» 目的
以下の記録をすべて、一字一句変えずに引用してください。画像は答えに含めないこと。

» 記録一覧
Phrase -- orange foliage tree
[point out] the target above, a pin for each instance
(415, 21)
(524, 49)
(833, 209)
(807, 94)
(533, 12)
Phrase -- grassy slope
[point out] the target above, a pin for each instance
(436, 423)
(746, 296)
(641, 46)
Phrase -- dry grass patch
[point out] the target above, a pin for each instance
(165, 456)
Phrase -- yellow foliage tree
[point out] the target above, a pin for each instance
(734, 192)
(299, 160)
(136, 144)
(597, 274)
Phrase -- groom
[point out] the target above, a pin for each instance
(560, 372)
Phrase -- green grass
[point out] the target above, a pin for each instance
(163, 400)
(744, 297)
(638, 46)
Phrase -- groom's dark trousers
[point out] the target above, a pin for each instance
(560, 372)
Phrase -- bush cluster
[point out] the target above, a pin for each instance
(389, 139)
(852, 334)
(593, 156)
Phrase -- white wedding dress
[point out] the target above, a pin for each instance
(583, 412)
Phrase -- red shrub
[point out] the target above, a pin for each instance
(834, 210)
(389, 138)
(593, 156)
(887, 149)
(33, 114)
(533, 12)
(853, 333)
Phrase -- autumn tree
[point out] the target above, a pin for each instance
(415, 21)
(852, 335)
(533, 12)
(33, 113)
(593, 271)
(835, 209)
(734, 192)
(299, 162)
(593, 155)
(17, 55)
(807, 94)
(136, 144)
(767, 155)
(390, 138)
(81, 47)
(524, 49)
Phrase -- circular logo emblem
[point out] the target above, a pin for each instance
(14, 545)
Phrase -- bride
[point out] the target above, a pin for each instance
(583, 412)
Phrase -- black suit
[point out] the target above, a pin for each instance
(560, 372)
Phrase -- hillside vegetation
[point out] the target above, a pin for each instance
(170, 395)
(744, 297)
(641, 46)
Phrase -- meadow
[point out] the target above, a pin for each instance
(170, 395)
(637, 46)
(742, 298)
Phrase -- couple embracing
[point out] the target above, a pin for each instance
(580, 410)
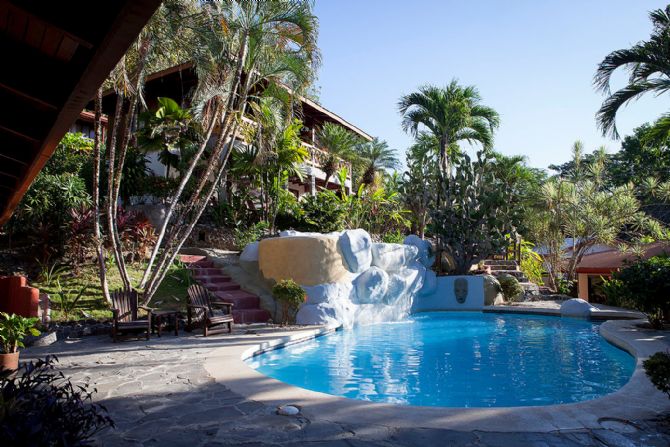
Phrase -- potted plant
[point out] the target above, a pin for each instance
(290, 295)
(13, 328)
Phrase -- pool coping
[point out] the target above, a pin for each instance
(637, 400)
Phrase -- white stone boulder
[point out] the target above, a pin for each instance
(429, 283)
(426, 255)
(371, 286)
(328, 293)
(355, 246)
(492, 291)
(393, 257)
(576, 307)
(402, 283)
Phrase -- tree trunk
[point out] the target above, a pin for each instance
(99, 247)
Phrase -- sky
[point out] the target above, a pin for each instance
(533, 61)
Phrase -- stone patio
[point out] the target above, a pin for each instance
(160, 393)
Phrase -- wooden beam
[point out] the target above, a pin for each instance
(120, 34)
(28, 96)
(19, 134)
(16, 8)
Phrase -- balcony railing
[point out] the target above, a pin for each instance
(319, 157)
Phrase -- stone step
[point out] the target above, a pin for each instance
(496, 267)
(492, 262)
(213, 279)
(194, 259)
(248, 316)
(205, 271)
(244, 302)
(222, 286)
(230, 295)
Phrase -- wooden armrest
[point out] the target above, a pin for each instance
(197, 306)
(221, 303)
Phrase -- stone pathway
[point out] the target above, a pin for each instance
(159, 393)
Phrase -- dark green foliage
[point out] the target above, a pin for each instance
(323, 212)
(39, 407)
(657, 368)
(511, 288)
(245, 236)
(644, 285)
(290, 295)
(472, 212)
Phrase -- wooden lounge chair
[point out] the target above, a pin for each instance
(124, 309)
(208, 313)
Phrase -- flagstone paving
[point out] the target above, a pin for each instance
(159, 393)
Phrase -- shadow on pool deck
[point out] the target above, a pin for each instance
(159, 393)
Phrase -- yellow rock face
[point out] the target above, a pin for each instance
(306, 260)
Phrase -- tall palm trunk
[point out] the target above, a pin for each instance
(99, 247)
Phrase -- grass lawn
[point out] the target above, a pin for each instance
(65, 288)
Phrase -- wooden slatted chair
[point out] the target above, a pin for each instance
(124, 309)
(208, 313)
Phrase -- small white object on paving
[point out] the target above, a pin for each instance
(288, 410)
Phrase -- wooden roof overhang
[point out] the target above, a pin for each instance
(55, 55)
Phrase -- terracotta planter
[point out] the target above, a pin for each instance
(9, 361)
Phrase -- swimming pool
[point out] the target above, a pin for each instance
(457, 359)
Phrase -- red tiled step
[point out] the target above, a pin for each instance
(207, 271)
(193, 259)
(244, 302)
(228, 296)
(222, 286)
(247, 316)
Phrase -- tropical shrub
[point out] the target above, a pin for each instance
(323, 212)
(471, 216)
(532, 264)
(511, 288)
(13, 329)
(246, 236)
(644, 285)
(290, 295)
(657, 368)
(38, 406)
(68, 299)
(393, 237)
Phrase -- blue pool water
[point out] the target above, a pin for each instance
(457, 359)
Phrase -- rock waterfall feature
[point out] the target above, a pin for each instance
(351, 280)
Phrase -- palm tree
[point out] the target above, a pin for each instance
(375, 156)
(339, 143)
(452, 114)
(648, 64)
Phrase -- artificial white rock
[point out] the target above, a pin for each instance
(355, 246)
(322, 313)
(371, 286)
(425, 248)
(403, 283)
(576, 307)
(327, 293)
(429, 283)
(389, 257)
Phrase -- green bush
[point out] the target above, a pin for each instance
(393, 237)
(246, 236)
(323, 212)
(511, 288)
(290, 295)
(645, 286)
(657, 368)
(39, 406)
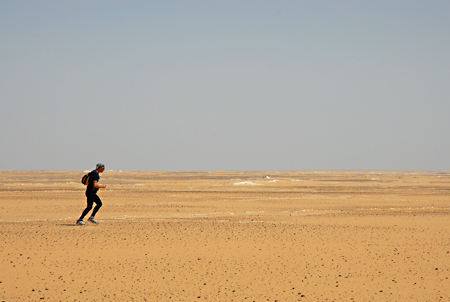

» 実行結果
Phrase -- orange foliage tree
[point out] the target above, a pin for each instance
(415, 21)
(524, 49)
(833, 209)
(807, 94)
(533, 12)
Phrase -- grassy slope
[point out] the target above, a pin for each instance
(436, 423)
(746, 296)
(641, 46)
Phrase -- dry grass patch
[point out] the target above, a pin for each instance
(165, 456)
Phrase -- yellow foliage tree
[point out] the target above, a pin for each instance
(734, 192)
(299, 160)
(136, 144)
(597, 274)
Phrase -- groom
[point out] the target above, a pin for each instance
(560, 372)
Phrase -- green grass
[point out] the target above, a pin for each instance
(163, 400)
(744, 297)
(638, 46)
Phrase -- groom's dark trousers
[point out] the target above, a pin for each instance
(560, 372)
Phrase -- bush cluster
[point out] the target above, a pin for each instance
(389, 139)
(852, 334)
(593, 156)
Phrase -- white wedding dress
[point out] the target above, a pin for each instance
(583, 412)
Phrase -- red shrub
[point out] the target above, a pin for each instance
(834, 210)
(389, 138)
(593, 156)
(887, 149)
(33, 114)
(533, 12)
(853, 333)
Phrase -- autumn tree
[point out] the target above, a pin for each instance
(415, 21)
(852, 335)
(533, 12)
(33, 113)
(593, 271)
(835, 209)
(734, 192)
(299, 162)
(593, 155)
(17, 55)
(807, 94)
(136, 144)
(767, 155)
(390, 138)
(81, 47)
(524, 49)
Phrase -- circular logo emblem
[point out] the target above, a pin for each instance
(14, 545)
Phrase -- bride
[point out] the target above, a pin for each instance
(583, 412)
Phrase -- black suit
[point out] the target above, a pin for each instance
(560, 372)
Phrase -- hillside vegetation
[point out] the target above, a pin for each instance
(170, 395)
(744, 297)
(641, 46)
Phrase -- meadow
[point out] the target above, a pin for each instance
(170, 395)
(637, 46)
(742, 298)
Phrase -- couple embracing
[point out] the target above, a pin for each instance
(580, 410)
Phrase -- potted plant
[point out] the target above, a pin for each instance
(290, 295)
(13, 328)
Phrase -- pool coping
[point out] the target above, a pin for each instance
(637, 400)
Phrase -- white stone boulder
[point out] the target above, a pin for each instance
(429, 283)
(426, 255)
(371, 286)
(328, 293)
(355, 246)
(492, 291)
(393, 257)
(576, 307)
(402, 283)
Phrase -- tree trunk
[point out] the target above, a pin for each instance
(99, 247)
Phrase -- sky
[point out] the target above, a pin for each instance
(533, 61)
Phrase -- stone patio
[point out] the target above, a pin for each instance
(160, 393)
Phrase -- wooden beam
[point out] the target above, a pin for each instance
(120, 34)
(28, 96)
(19, 134)
(16, 8)
Phrase -- balcony railing
[point out] the target above, a pin for each instance
(319, 157)
Phrase -- stone step
[point out] the target above, a pin for each instance
(496, 267)
(492, 262)
(213, 279)
(194, 259)
(248, 316)
(205, 271)
(244, 302)
(222, 286)
(230, 295)
Phrase -- wooden armrest
[point out] the target above, a pin for each instance
(197, 306)
(221, 303)
Phrase -- stone pathway
[point out] the target above, a pin for each instance
(159, 393)
Phrase -- dark green foliage
[point out] the target above, a pin for each instance
(323, 212)
(39, 407)
(657, 368)
(511, 288)
(245, 236)
(644, 285)
(290, 295)
(472, 212)
Phrase -- wooden lounge chair
[point out] the target above, a pin for each instance
(124, 309)
(208, 313)
Phrase -- flagstone paving
[point out] the target above, a pin for each instance
(159, 393)
Phrase -- shadow on pool deck
[point out] the target above, a pin for each instance
(159, 393)
Phrase -- yellow rock face
[point out] the target above, a pin for each instance
(306, 260)
Phrase -- tall palm trunk
[point out] the target above, a pin for each instance
(99, 247)
Phrase -- grass lawn
[point out] the target above, a pin for each instance
(65, 288)
Phrase -- wooden slatted chair
[point out] the target above, a pin for each instance
(124, 309)
(208, 313)
Phrase -- small white object on paving
[point out] the target above, a pin for each instance
(288, 410)
Phrase -- wooden roof overhang
[point out] the target above, a pin for each instance
(55, 55)
Phrase -- terracotta planter
[point out] the target above, a pin for each instance
(9, 361)
Phrase -- swimming pool
[point out] the target above, a pin for each instance
(457, 359)
Phrase -- red tiled step
[point out] the target above, a pin for each instance
(207, 271)
(193, 259)
(244, 302)
(228, 296)
(222, 286)
(247, 316)
Phrase -- tropical shrub
[point out] the target above, a pin for each instance
(323, 212)
(471, 216)
(532, 264)
(511, 288)
(13, 329)
(246, 236)
(644, 285)
(290, 295)
(657, 368)
(38, 406)
(68, 299)
(393, 237)
Phrase -- blue pool water
[point out] the target above, a pin for each instance
(457, 359)
Phrase -- rock waterfall feature
[point out] the target above, a pin for each instance
(351, 280)
Phrase -- palm tree
[point out] the target above, a pin for each instance
(375, 156)
(339, 143)
(452, 114)
(648, 64)
Phrase -- artificial white rock
[point out] the target above, a pin for each instance
(355, 246)
(322, 313)
(371, 286)
(425, 248)
(403, 283)
(576, 307)
(327, 293)
(429, 283)
(389, 257)
Phrase -- green bush
[point out] the target above, a pin for each instance
(393, 237)
(246, 236)
(323, 212)
(511, 288)
(290, 295)
(645, 286)
(657, 368)
(39, 406)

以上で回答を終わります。